━━━ Page extract
Even though the residues and dissipation patterns of difenoconazole, imidacloprid, pyraclostrobin, and spinosad have been determined for apple, cabbage, cucumber, grapes and tomato, there are few studies regarding their dissipation in citrus species. The dissipation of imidacloprid in lemon and sweet orange was evaluated by Phartiyal et al. [34] and Singh et al., [35], but there are few records of the behavior of these four pesticides during mandarin pre-harvest field conditions.

The aims of this work were: (i) to evaluate the dissipation of difenoconazole, imidacloprid, pyraclostrobin and spinosad in Clementine fruit in field conditions; and (ii) to assess the influence of postharvest practices on the terminal residue levels of the four pesticides in whole fruit.

2. Materials and Methods

2.1. Reagents and Apparatus

Acetonitrile (MeCN) and ethyl acetate (EtOAc) of High-Performance Liquid Chromatography (HPLC) quality were purchased from Sigma-Aldrich (Steinheim, Germany) and Pharmco Products Inc. (Brookfield, CT, USA), respectively. A Thermo Scientific (Marietta, OH, USA) EASYpure RoDi Ultrapure water purification system was used to obtain deionized water. Formic acid (HCOOH) p.a. 88% was obtained from Merck (Darmstadt, Germany). Sodium chloride (NaCl) was obtained from Carlo Erba (Arese, Italy). Anhydrous magnesium sulfate (MgSO₄) was purchased from Scharlau (Barcelona, Spain).

High purity reference standards (>98%) were purchased from Dr. Ehrenstofer (Augsburg, Germany) and were stored at −40 °C. Stock standard solutions at 2000 µg mL⁻¹ were prepared by dissolving the standards in acetonitrile or ethyl acetate and stored in glass vials at −40 °C. Working standard solutions were prepared by diluting the stock solutions with acetonitrile.
━━━━━━
━━━ Recorded information
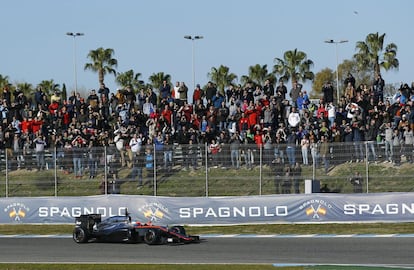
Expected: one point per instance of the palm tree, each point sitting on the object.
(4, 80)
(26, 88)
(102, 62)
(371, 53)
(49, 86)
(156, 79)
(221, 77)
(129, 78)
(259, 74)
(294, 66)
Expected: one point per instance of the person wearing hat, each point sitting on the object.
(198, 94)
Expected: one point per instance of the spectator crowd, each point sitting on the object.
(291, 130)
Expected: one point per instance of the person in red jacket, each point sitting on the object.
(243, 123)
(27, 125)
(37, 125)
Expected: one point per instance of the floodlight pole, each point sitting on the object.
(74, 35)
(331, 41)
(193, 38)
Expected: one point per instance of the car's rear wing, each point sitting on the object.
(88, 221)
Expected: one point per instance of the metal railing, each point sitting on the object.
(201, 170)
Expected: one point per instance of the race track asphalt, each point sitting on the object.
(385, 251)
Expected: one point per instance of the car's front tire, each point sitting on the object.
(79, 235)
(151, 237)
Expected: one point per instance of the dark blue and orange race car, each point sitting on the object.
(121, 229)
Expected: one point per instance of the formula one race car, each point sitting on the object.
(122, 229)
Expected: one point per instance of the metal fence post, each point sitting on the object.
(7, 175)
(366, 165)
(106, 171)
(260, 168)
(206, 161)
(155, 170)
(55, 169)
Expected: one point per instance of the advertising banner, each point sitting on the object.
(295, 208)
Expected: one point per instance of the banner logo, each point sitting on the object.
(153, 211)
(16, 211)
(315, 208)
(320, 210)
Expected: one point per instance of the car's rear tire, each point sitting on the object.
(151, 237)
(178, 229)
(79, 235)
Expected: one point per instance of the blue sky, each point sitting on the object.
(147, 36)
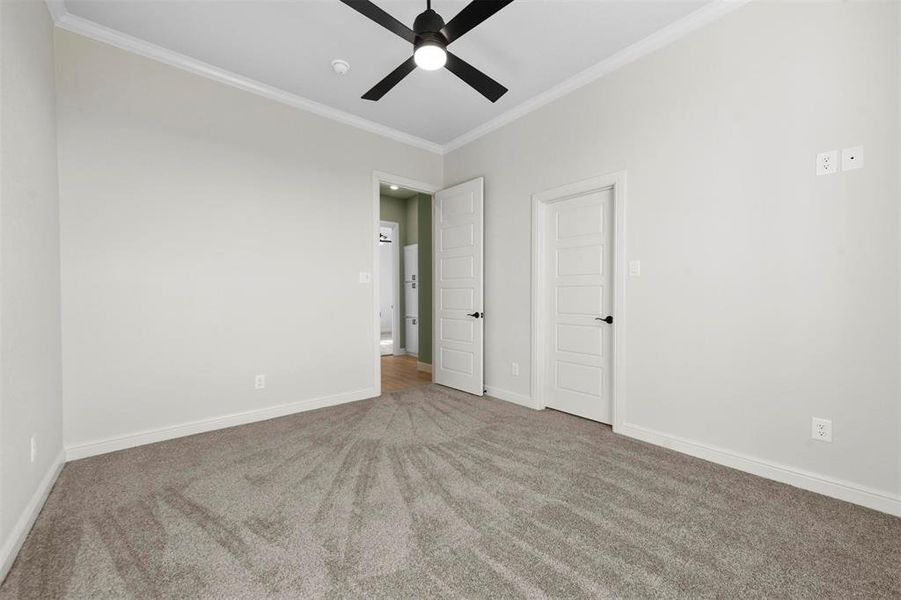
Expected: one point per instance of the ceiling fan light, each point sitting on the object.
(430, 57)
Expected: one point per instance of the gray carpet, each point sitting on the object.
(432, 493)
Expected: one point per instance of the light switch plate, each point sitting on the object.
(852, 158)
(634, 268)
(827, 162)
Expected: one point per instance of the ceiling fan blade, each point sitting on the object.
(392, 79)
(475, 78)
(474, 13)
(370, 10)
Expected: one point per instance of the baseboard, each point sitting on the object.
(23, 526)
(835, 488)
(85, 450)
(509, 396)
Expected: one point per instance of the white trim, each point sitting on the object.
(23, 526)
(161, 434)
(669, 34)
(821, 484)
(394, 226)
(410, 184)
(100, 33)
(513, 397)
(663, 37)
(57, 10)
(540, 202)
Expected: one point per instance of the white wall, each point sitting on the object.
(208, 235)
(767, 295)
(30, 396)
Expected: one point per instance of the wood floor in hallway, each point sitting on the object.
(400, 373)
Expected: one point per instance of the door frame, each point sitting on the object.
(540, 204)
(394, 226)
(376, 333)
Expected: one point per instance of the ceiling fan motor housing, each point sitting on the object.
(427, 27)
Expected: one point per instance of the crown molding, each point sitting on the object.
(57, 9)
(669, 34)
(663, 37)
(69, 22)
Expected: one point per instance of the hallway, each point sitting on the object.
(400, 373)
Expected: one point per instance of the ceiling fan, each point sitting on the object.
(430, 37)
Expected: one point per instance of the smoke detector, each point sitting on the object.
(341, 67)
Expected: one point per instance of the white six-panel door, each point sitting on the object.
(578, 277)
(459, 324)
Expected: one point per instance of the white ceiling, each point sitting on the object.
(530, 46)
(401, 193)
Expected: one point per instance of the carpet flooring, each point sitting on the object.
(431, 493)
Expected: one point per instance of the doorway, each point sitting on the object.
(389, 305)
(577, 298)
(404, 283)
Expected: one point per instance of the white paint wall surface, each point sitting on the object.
━━━━━━
Your objective: In the pesticide dissipation excerpt, what concentration were the stock standard solutions prepared at? The entries are separate from the pesticide dissipation excerpt.

Response for this exercise: 2000 µg mL⁻¹